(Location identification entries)
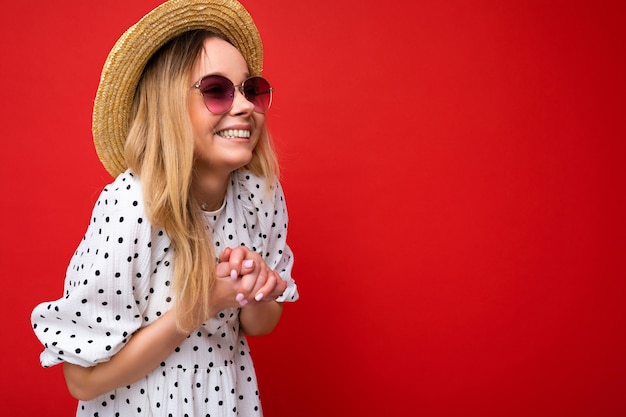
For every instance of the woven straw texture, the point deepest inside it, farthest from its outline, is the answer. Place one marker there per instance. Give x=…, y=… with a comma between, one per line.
x=132, y=51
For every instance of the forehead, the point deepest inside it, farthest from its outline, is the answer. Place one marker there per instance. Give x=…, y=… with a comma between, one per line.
x=220, y=57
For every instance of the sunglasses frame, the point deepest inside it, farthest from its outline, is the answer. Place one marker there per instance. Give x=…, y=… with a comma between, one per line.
x=241, y=89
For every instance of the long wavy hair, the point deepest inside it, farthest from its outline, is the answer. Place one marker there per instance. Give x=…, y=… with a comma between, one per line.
x=160, y=150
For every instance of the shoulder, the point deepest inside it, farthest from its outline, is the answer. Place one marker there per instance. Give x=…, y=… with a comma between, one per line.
x=257, y=190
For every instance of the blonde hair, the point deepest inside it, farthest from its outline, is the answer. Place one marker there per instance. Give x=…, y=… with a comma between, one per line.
x=160, y=150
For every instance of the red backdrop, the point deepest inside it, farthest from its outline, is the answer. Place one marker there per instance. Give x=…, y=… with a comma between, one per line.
x=454, y=173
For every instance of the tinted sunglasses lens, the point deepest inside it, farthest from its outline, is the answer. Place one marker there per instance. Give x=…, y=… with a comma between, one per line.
x=218, y=93
x=258, y=91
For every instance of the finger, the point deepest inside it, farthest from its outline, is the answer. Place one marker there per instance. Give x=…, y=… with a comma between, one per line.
x=225, y=254
x=252, y=283
x=272, y=289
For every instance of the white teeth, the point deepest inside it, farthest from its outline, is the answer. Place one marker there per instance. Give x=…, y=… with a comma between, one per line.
x=234, y=133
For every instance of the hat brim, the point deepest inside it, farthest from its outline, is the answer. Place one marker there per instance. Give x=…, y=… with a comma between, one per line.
x=130, y=54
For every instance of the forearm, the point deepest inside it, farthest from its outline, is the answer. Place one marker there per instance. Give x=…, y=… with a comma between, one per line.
x=260, y=319
x=147, y=348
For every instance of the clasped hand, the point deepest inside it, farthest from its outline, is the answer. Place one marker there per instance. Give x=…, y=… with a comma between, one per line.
x=243, y=277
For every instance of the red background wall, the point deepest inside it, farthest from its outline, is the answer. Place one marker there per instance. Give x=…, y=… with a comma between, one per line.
x=454, y=173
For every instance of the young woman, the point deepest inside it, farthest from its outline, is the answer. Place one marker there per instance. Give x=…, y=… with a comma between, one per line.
x=186, y=249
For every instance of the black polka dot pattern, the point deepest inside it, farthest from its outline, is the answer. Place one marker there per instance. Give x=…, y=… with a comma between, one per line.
x=120, y=279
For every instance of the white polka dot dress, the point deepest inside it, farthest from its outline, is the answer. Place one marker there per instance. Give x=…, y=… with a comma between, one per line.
x=120, y=279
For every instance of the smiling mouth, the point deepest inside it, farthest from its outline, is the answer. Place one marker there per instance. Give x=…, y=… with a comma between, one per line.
x=234, y=133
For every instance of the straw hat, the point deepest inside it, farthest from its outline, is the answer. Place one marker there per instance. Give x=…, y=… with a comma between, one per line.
x=131, y=52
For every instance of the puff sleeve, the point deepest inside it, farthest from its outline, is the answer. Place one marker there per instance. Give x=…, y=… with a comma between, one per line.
x=266, y=218
x=106, y=282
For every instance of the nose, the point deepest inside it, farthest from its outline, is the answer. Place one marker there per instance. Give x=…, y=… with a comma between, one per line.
x=241, y=105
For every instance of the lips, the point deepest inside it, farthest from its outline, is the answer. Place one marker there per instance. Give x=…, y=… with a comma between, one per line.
x=234, y=133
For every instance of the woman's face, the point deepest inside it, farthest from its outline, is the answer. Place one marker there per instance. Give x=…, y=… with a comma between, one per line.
x=222, y=142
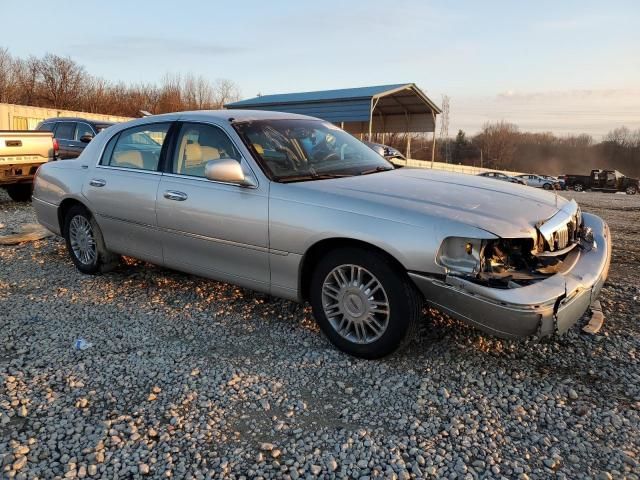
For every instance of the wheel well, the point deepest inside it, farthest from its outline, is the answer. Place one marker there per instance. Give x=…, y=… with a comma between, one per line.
x=313, y=255
x=64, y=207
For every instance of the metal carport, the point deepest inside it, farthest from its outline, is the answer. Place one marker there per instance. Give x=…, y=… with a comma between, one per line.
x=398, y=108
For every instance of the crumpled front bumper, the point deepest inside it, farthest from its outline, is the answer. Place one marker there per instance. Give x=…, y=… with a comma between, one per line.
x=550, y=306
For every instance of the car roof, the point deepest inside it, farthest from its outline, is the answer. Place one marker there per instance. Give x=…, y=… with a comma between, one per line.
x=240, y=115
x=77, y=119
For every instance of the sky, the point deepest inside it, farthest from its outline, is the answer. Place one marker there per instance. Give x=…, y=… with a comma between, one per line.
x=560, y=66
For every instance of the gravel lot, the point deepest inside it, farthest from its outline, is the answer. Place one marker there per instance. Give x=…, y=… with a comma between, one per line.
x=191, y=378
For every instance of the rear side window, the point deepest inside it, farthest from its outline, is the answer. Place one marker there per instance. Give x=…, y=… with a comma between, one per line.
x=137, y=148
x=47, y=127
x=199, y=144
x=66, y=131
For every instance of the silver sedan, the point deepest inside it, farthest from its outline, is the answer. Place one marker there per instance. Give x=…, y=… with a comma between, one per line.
x=295, y=207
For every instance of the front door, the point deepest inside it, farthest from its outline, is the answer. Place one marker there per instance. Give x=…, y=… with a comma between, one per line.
x=213, y=229
x=122, y=191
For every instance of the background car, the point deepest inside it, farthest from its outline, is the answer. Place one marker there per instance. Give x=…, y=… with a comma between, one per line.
x=540, y=181
x=503, y=177
x=72, y=134
x=390, y=153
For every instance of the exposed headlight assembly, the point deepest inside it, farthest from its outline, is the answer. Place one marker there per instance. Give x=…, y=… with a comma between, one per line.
x=460, y=254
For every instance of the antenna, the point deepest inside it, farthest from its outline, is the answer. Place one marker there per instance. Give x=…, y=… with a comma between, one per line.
x=444, y=128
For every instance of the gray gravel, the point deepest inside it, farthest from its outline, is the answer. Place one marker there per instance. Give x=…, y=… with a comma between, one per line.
x=190, y=378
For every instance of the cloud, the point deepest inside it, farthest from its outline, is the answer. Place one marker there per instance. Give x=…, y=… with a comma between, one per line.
x=592, y=111
x=152, y=47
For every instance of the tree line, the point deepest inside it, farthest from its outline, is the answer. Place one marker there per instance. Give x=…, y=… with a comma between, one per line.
x=60, y=82
x=502, y=146
x=54, y=81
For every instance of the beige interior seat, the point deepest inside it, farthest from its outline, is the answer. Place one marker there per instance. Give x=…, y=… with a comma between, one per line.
x=128, y=158
x=192, y=155
x=209, y=153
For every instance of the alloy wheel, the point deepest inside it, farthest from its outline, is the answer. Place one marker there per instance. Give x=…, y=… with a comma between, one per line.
x=82, y=240
x=355, y=304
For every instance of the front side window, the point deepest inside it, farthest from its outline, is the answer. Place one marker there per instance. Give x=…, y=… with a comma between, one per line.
x=138, y=148
x=300, y=150
x=66, y=131
x=198, y=144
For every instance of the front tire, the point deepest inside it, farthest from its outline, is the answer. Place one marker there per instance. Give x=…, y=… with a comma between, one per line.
x=20, y=192
x=85, y=243
x=364, y=303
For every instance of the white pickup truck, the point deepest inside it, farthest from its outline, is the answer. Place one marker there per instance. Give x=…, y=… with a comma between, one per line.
x=21, y=153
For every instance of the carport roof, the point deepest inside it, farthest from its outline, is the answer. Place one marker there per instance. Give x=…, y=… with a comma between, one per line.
x=349, y=105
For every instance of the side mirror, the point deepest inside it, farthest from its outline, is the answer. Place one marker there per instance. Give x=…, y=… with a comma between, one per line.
x=227, y=170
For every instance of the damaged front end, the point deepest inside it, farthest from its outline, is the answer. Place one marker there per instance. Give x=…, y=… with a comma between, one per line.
x=517, y=262
x=517, y=287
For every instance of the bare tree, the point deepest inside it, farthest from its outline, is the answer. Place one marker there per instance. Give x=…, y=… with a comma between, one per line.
x=498, y=142
x=225, y=91
x=62, y=80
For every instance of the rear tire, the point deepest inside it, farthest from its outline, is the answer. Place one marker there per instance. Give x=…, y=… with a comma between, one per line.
x=85, y=243
x=20, y=192
x=364, y=303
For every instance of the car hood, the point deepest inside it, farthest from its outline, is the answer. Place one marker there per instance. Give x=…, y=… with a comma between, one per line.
x=420, y=196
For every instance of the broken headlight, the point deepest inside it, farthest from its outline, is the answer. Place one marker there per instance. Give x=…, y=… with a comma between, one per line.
x=460, y=254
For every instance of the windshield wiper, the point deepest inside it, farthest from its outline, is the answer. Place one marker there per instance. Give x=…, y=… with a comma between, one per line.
x=311, y=176
x=379, y=168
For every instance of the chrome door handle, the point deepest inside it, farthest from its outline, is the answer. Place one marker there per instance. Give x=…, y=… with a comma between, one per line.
x=174, y=195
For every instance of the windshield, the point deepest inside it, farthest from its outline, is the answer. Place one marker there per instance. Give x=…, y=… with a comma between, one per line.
x=299, y=150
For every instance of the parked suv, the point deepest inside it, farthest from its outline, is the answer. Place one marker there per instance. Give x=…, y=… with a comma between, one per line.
x=540, y=181
x=73, y=134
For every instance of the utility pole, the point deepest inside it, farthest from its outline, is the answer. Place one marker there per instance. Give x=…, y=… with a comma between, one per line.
x=444, y=128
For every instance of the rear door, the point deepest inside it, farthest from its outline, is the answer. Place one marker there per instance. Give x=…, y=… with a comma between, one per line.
x=122, y=190
x=218, y=230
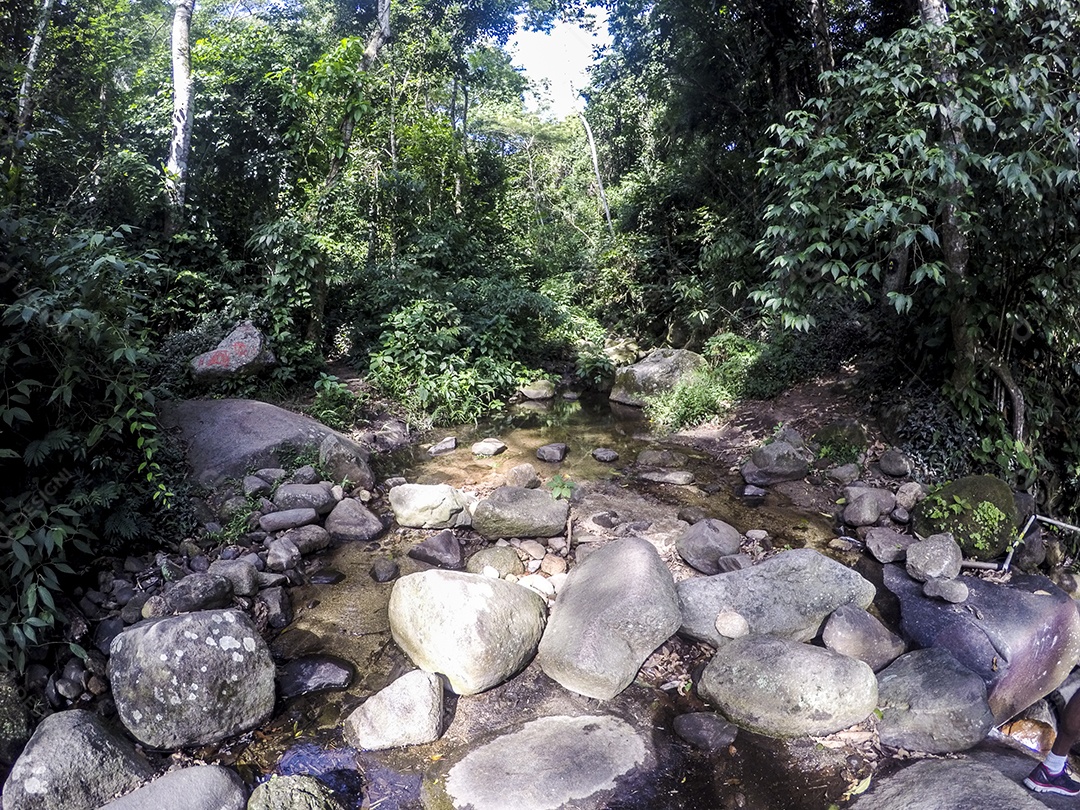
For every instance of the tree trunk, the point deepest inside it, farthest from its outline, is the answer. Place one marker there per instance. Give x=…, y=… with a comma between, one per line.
x=596, y=169
x=954, y=239
x=179, y=147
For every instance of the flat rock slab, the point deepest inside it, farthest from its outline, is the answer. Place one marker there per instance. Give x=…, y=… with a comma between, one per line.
x=956, y=784
x=548, y=764
x=227, y=437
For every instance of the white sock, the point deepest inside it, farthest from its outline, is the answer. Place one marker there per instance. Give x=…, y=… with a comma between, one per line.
x=1054, y=763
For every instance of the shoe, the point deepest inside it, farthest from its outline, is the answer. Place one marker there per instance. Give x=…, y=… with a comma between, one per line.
x=1043, y=781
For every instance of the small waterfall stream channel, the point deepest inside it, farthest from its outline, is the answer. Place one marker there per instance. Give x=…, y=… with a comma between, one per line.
x=348, y=620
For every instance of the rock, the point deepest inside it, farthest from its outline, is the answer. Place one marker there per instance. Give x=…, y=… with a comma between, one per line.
x=191, y=679
x=979, y=511
x=617, y=607
x=282, y=554
x=704, y=730
x=553, y=453
x=443, y=446
x=788, y=596
x=1022, y=637
x=931, y=702
x=958, y=784
x=293, y=793
x=306, y=496
x=431, y=505
x=781, y=688
x=72, y=761
x=408, y=712
x=580, y=758
x=346, y=462
x=937, y=556
x=243, y=351
x=474, y=630
x=523, y=475
x=227, y=437
x=241, y=574
x=703, y=543
x=948, y=590
x=352, y=522
x=291, y=518
x=199, y=787
x=502, y=558
x=853, y=632
x=659, y=372
x=308, y=539
x=894, y=462
x=442, y=550
x=313, y=674
x=887, y=545
x=514, y=512
x=677, y=477
x=538, y=390
x=488, y=447
x=385, y=570
x=774, y=462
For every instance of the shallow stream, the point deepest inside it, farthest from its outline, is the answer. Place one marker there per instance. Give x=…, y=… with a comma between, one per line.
x=348, y=620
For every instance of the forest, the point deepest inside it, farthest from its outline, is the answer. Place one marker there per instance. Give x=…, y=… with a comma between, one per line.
x=785, y=186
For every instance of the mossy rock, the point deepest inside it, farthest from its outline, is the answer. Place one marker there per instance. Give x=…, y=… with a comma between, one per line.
x=979, y=511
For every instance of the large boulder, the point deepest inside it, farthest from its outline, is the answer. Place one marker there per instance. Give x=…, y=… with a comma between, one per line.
x=72, y=760
x=933, y=703
x=1022, y=637
x=979, y=511
x=659, y=372
x=516, y=512
x=431, y=505
x=243, y=351
x=775, y=462
x=781, y=688
x=548, y=764
x=408, y=712
x=191, y=679
x=616, y=608
x=227, y=437
x=200, y=787
x=474, y=630
x=787, y=596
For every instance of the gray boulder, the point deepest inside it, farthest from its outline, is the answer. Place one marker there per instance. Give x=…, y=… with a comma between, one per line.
x=431, y=505
x=352, y=522
x=346, y=461
x=787, y=596
x=1022, y=637
x=580, y=758
x=947, y=784
x=781, y=688
x=227, y=437
x=659, y=372
x=408, y=712
x=703, y=543
x=293, y=793
x=243, y=351
x=853, y=632
x=616, y=608
x=774, y=462
x=931, y=702
x=72, y=760
x=474, y=630
x=514, y=512
x=200, y=787
x=191, y=679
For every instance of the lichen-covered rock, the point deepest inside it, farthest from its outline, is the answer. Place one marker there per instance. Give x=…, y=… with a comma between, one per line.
x=191, y=679
x=979, y=511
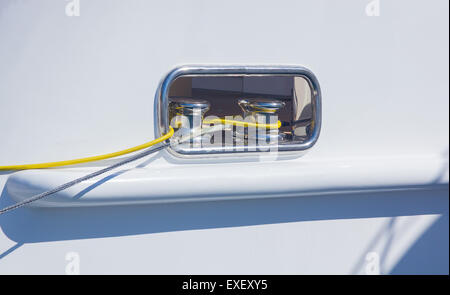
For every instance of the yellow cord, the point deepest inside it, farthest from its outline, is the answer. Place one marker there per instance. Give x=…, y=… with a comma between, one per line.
x=133, y=149
x=90, y=159
x=243, y=123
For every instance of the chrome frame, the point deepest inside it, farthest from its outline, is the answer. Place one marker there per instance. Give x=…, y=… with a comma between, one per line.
x=162, y=99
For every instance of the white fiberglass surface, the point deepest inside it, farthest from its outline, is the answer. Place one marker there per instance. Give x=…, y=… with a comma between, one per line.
x=75, y=86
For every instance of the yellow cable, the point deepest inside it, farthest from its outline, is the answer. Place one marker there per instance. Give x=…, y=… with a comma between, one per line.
x=242, y=123
x=133, y=149
x=90, y=159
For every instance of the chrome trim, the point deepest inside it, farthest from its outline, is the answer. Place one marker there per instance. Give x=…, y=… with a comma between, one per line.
x=162, y=97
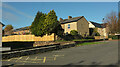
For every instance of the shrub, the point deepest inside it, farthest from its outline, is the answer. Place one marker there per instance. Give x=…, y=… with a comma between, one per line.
x=97, y=34
x=113, y=36
x=90, y=37
x=73, y=32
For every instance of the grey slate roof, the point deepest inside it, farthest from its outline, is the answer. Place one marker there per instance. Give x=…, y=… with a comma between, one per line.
x=71, y=20
x=2, y=24
x=97, y=24
x=23, y=28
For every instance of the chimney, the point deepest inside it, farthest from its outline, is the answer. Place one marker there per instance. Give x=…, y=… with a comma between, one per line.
x=60, y=19
x=69, y=17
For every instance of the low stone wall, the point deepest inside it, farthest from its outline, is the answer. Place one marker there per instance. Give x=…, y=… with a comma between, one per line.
x=41, y=49
x=11, y=54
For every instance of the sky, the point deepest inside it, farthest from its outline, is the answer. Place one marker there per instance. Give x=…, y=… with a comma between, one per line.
x=21, y=14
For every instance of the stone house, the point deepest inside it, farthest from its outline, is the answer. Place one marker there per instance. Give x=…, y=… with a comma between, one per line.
x=22, y=31
x=100, y=29
x=76, y=23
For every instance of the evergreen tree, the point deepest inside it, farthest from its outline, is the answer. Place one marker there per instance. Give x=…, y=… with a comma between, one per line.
x=51, y=22
x=37, y=25
x=46, y=24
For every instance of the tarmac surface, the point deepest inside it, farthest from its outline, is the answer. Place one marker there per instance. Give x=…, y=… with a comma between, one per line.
x=96, y=54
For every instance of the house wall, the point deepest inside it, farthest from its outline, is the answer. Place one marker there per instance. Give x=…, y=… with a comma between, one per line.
x=21, y=32
x=73, y=26
x=102, y=32
x=83, y=27
x=91, y=25
x=0, y=35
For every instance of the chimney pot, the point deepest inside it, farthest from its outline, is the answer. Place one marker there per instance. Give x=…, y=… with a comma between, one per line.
x=69, y=17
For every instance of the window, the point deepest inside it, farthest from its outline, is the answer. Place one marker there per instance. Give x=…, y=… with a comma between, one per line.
x=68, y=26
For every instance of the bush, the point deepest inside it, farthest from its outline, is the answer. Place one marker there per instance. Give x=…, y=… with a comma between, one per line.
x=68, y=37
x=113, y=36
x=97, y=34
x=73, y=32
x=89, y=37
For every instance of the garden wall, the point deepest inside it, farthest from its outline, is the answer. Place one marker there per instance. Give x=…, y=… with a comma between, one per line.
x=29, y=38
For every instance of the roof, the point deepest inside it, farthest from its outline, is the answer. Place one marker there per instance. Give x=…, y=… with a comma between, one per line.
x=2, y=24
x=97, y=24
x=71, y=20
x=23, y=28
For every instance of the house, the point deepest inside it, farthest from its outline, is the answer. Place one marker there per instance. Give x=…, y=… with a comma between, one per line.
x=100, y=29
x=76, y=23
x=1, y=25
x=21, y=31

WHAT NEEDS TO BE DONE
Quote exactly what appears from the line containing "For every instance of the chimney pot, the" through the final line of the listing above, including both of those lines.

EXERCISE RESULT
For every instance of the chimney pot, the point deepest inside it, farthest from its outline, is the answer. Place one marker there per instance. Give x=…, y=… with a comma between, one per line.
x=69, y=17
For every instance of the window, the point deepest inside it, farthest from its outline, is the answer. Place one marker there per instance. Give x=…, y=… with a comma between, one per line.
x=68, y=26
For every instance of the bush, the point deepest inside it, farthest from its outline, is the answer. Place one marker there per instance. Give x=…, y=… with a comma between, one per line.
x=68, y=37
x=113, y=36
x=97, y=34
x=73, y=32
x=89, y=37
For every instance of the garden wall, the point deepest inside it, farthest from its outline, is the answer. Place one marker there per instance. Give x=…, y=… with a comma between, one per line.
x=29, y=38
For every instance of the roof, the point deepest inside it, farthest from its outline, is the answer. Place one marker there per instance. Give x=…, y=… with a comma between, one per line.
x=2, y=24
x=97, y=24
x=71, y=20
x=23, y=28
For every instance of the house, the point deepest inside it, farthest from its outline, is the answer. Place one marker there per instance. Give x=…, y=… with a comma between, one per line.
x=100, y=29
x=76, y=23
x=1, y=25
x=21, y=31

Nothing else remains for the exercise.